[Aim of the exercise]
Below are the entries; output exactly the lines from the one containing "Could you point out the balcony" through the final line, inclusive.

## Begin

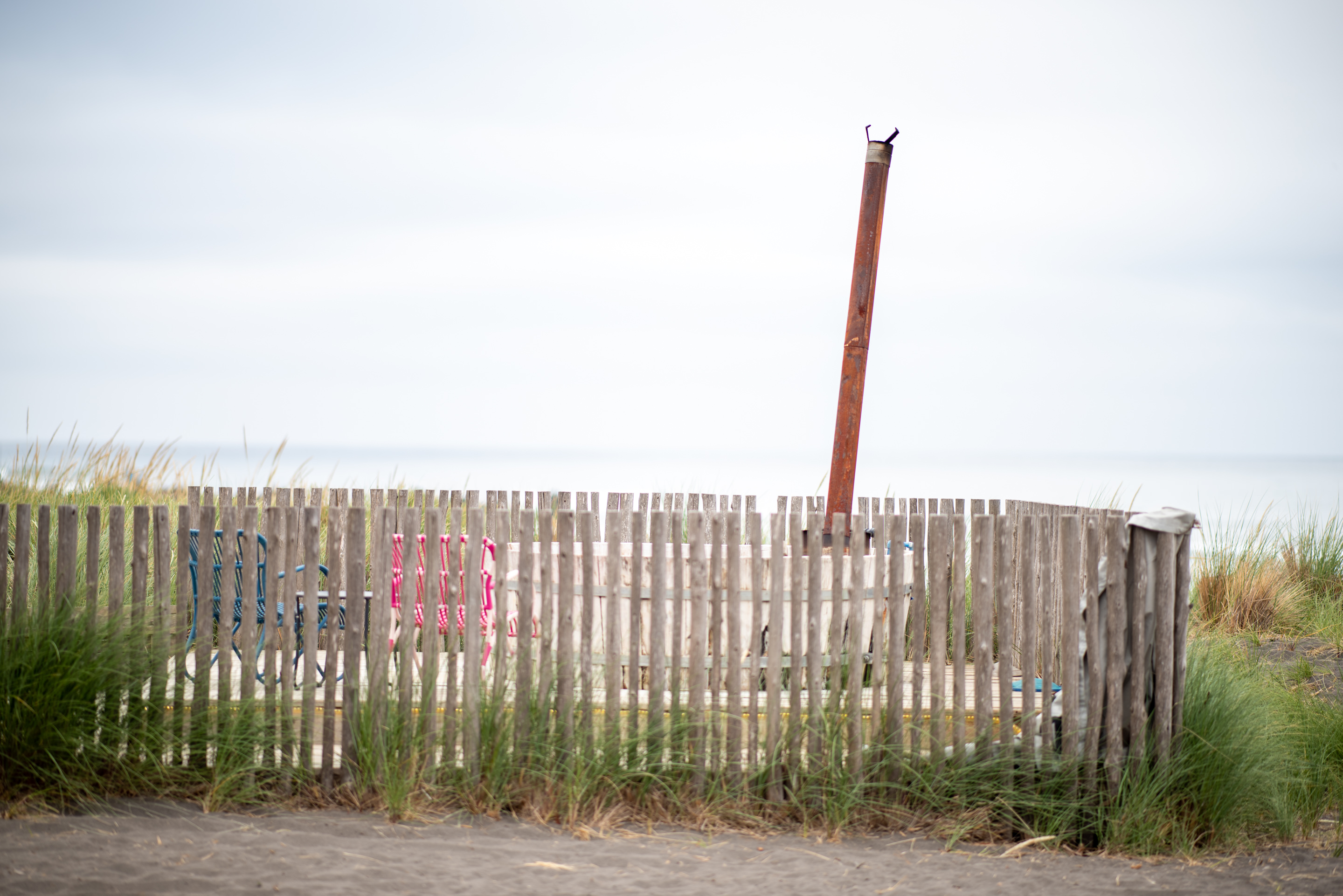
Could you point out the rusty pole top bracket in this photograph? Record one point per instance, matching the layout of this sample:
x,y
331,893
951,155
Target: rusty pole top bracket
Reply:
x,y
857,332
893,135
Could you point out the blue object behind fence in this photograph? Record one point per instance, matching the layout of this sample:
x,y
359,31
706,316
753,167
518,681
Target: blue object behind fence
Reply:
x,y
217,575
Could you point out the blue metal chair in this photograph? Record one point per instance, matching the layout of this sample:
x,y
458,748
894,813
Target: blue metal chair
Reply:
x,y
261,598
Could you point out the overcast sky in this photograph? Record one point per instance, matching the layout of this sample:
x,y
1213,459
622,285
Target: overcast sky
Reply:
x,y
1110,227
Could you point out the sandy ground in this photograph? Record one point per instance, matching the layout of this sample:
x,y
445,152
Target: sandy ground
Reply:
x,y
141,847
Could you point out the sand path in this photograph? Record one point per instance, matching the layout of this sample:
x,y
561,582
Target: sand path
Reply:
x,y
144,847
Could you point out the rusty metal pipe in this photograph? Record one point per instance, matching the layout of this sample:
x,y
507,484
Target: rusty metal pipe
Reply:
x,y
844,459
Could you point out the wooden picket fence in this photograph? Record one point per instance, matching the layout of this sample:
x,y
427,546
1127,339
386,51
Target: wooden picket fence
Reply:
x,y
693,613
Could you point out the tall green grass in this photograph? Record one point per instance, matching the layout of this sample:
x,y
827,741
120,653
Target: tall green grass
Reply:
x,y
1281,577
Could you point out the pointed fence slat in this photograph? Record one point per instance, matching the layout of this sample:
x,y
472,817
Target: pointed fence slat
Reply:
x,y
657,633
565,644
733,651
853,647
699,645
1004,605
816,637
331,671
1116,618
1071,590
774,672
1165,641
473,639
982,616
958,632
523,714
355,616
919,622
754,636
1028,622
613,628
588,532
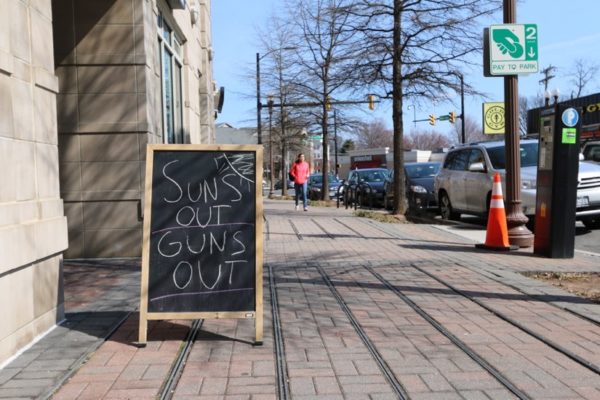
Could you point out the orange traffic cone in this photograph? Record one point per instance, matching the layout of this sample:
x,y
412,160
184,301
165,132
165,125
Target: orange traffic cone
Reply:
x,y
496,237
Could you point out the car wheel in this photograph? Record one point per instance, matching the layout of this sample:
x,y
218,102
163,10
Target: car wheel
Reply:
x,y
387,204
446,208
591,222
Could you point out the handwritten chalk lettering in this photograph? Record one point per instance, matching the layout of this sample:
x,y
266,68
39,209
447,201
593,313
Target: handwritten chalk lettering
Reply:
x,y
232,263
188,215
216,280
173,248
243,250
164,171
168,254
208,189
224,180
183,274
204,188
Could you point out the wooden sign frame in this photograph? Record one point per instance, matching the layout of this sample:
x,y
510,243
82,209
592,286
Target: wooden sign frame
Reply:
x,y
257,314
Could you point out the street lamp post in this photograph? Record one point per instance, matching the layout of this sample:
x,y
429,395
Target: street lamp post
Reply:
x,y
518,234
462,106
335,141
258,104
271,164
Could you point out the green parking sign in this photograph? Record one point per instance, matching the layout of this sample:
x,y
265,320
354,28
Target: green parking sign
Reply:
x,y
513,49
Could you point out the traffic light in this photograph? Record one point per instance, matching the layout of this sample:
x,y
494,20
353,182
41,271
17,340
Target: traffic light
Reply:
x,y
371,99
452,115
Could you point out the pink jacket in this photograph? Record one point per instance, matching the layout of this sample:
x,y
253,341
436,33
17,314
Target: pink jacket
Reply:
x,y
300,171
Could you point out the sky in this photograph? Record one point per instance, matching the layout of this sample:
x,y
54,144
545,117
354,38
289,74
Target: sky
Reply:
x,y
567,31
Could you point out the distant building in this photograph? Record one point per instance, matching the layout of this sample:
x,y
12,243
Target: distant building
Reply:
x,y
84,86
227,134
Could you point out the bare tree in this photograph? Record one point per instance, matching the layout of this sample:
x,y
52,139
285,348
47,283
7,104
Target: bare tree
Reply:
x,y
582,73
415,49
373,134
421,139
326,47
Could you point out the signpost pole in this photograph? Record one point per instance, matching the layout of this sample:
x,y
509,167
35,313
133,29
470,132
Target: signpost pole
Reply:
x,y
518,234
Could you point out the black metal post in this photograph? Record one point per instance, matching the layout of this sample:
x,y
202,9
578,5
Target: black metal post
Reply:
x,y
518,234
335,140
258,105
271,163
462,106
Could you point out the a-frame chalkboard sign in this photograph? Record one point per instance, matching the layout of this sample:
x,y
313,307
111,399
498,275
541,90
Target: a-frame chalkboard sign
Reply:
x,y
202,240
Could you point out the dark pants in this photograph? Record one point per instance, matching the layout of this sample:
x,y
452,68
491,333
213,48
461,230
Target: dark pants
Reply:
x,y
301,188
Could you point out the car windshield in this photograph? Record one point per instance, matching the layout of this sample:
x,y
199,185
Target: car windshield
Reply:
x,y
528,155
319,179
372,176
422,170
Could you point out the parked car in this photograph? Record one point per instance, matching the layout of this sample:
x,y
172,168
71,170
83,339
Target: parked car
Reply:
x,y
315,186
464,183
419,186
374,178
591,151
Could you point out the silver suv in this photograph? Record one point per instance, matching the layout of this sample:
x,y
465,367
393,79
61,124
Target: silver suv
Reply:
x,y
464,184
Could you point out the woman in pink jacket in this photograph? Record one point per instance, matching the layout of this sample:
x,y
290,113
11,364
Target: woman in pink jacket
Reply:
x,y
300,171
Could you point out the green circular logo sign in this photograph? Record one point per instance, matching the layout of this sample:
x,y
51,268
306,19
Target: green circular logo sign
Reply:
x,y
494,117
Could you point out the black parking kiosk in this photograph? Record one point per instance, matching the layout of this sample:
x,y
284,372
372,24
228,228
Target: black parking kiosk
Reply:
x,y
558,167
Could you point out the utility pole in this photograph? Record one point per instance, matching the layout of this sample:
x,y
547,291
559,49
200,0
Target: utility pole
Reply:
x,y
518,234
335,140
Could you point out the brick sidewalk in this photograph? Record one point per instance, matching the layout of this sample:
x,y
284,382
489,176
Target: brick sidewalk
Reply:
x,y
325,356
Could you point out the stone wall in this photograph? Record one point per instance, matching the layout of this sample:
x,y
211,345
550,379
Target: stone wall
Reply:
x,y
33,229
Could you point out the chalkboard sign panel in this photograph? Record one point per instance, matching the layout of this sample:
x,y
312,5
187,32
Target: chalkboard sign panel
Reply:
x,y
202,250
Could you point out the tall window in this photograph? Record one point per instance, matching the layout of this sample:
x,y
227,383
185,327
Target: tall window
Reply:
x,y
169,50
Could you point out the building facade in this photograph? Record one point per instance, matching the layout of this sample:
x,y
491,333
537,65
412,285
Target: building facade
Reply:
x,y
84,86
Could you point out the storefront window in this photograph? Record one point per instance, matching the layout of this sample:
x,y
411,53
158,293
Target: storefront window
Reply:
x,y
171,64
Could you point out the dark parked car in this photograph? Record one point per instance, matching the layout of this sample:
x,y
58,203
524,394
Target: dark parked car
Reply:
x,y
419,186
315,186
373,178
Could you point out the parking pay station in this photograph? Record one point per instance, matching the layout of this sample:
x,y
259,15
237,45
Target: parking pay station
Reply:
x,y
558,167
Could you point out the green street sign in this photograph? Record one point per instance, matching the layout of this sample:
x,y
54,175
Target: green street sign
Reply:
x,y
513,49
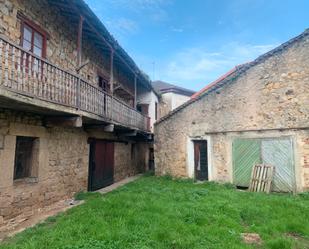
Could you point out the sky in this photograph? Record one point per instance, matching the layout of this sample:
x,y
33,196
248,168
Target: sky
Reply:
x,y
191,43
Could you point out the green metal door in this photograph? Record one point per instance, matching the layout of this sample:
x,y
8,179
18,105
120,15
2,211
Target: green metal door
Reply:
x,y
279,153
246,153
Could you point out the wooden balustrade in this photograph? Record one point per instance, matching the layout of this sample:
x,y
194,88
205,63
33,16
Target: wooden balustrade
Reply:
x,y
27,74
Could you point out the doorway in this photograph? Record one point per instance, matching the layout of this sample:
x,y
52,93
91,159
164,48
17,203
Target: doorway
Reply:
x,y
101,164
201,160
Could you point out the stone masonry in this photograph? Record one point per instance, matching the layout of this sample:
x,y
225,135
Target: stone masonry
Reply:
x,y
63,161
62,42
269,99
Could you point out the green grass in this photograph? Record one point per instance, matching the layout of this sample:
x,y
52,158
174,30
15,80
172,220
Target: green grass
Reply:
x,y
163,213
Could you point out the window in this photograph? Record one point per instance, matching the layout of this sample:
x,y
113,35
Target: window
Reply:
x,y
103,83
33,40
26,157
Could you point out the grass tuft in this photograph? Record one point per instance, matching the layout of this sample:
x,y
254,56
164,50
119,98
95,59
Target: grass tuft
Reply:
x,y
158,212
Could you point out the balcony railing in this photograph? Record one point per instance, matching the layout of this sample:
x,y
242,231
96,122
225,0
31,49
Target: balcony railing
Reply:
x,y
27,74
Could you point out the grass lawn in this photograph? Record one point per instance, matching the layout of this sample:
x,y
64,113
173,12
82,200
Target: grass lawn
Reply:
x,y
163,213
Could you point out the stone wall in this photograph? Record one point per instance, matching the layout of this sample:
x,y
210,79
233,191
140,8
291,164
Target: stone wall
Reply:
x,y
271,95
130,159
62,42
62,168
62,163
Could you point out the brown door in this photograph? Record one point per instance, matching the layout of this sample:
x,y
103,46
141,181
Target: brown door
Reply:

## End

[Right answer]
Could you point out the balcony railing in this photograph? Record one point per instance, matching the layout of this sample:
x,y
242,231
96,122
225,0
31,49
Target: balcony railing
Reply:
x,y
27,74
Could you point out the grass lawn in this photograph? Record one point per instance, matching the layout of this sample:
x,y
64,113
173,12
82,200
Target: grass lawn
Reply:
x,y
163,213
Could you point out the stone wall in this photograph? Record one point per instance, matching the layout of this sample:
x,y
210,79
233,191
140,8
291,164
Target: stone wall
Reply:
x,y
271,95
130,159
62,42
62,168
62,163
Could you point out the brown door in this photograph? Record one point per instance, matching the layout of this sample:
x,y
103,46
141,181
Target: brown door
Reply:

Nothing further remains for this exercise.